→ JOB
Copy each item below line for line without changing any wording. Leave out the pictures.

Annotation items:
::::::

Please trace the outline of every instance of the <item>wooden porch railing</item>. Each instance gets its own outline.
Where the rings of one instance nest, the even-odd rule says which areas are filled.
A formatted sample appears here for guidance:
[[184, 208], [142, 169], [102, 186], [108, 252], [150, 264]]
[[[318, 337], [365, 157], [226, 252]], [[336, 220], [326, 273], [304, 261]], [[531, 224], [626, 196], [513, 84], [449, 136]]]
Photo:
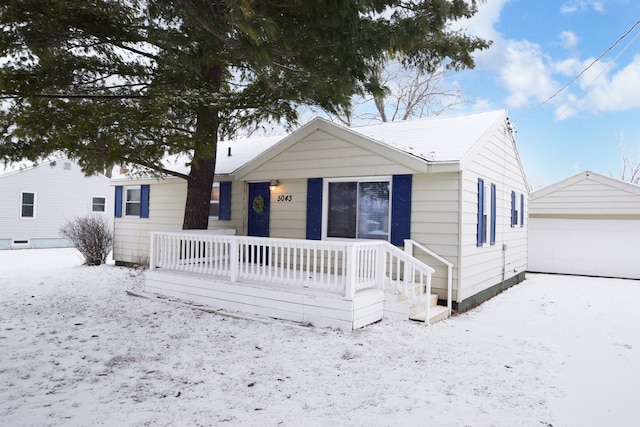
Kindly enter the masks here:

::::::

→ FULL SOLUTION
Please trace the outline of every instance of the <item>wooden porch railing</item>. Each instance gets its own outline.
Where the rings of one instance nest, the even-odd rule says which areas are filled.
A formatted sample appears here for guidance:
[[184, 208], [142, 169], [102, 186], [108, 252], [150, 264]]
[[[318, 337], [365, 157], [226, 252]], [[336, 220], [326, 273], [304, 261]], [[531, 224], [626, 196], [513, 84], [449, 136]]]
Photo:
Kindly enter the masks here:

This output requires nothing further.